Give the data again word for word; drop the pictures.

#### Items from a dataset:

_ _ _ _

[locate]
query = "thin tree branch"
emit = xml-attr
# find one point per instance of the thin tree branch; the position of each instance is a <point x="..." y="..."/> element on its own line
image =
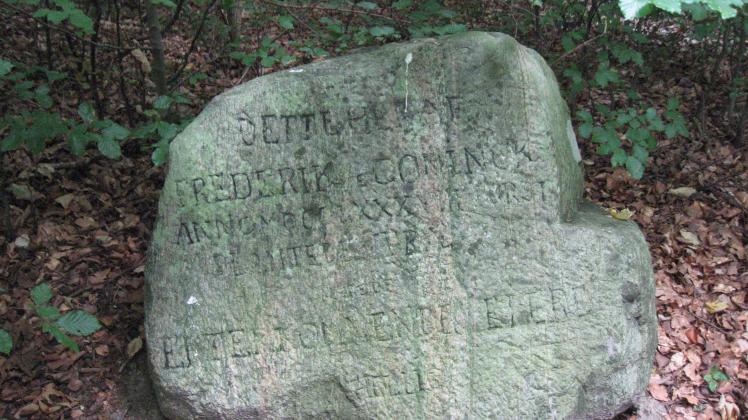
<point x="333" y="9"/>
<point x="193" y="44"/>
<point x="65" y="31"/>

_ _ _ _

#### Task solution:
[locate]
query = "thin tree branch"
emit = xml-attr
# find one point per instance of the thin tree branch; the position of each instance is a <point x="..." y="..."/> element on its own line
image =
<point x="333" y="9"/>
<point x="193" y="44"/>
<point x="65" y="31"/>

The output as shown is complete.